Segment Start: DATA EXCERPTS

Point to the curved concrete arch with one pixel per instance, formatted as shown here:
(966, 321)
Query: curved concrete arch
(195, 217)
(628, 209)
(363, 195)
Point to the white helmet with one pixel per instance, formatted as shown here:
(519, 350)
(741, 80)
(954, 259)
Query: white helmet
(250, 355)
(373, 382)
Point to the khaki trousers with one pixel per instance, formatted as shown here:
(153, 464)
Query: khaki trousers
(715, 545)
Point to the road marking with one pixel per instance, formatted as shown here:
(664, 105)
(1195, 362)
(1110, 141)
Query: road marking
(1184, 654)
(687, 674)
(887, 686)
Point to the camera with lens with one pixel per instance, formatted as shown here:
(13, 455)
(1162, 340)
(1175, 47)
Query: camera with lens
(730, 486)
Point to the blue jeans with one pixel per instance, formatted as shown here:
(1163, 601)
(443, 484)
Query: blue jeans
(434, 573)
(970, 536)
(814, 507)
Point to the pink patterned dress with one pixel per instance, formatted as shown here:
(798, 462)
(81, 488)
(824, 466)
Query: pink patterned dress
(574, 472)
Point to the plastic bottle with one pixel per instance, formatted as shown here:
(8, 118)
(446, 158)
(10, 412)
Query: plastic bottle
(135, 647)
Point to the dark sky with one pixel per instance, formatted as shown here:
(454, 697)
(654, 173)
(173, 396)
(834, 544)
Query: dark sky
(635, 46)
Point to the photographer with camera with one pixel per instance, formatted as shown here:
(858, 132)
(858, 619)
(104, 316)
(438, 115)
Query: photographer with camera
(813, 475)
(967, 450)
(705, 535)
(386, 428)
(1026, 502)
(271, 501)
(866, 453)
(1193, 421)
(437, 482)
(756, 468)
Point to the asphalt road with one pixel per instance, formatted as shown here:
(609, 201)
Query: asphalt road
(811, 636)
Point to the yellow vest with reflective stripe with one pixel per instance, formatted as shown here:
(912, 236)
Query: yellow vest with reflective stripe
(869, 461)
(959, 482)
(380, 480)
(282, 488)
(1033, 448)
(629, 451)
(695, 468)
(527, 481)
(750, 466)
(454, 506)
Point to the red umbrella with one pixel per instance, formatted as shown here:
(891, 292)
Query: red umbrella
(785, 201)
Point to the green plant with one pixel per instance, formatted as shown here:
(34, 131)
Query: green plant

Segment End: DATA EXCERPTS

PROBLEM TO WORK ON — Starting at the line above that contains "Point to the camera", write out each line exactly until the line that contains "(1163, 601)" has been written, and stop there.

RESPONSE TO THE TASK —
Point to the camera with lens with one pixel per instance, formatted as shown here:
(13, 455)
(1162, 340)
(1175, 47)
Query: camera with lens
(730, 486)
Point to the blue jeans with one pixel per instance, formatted as shown here:
(1163, 601)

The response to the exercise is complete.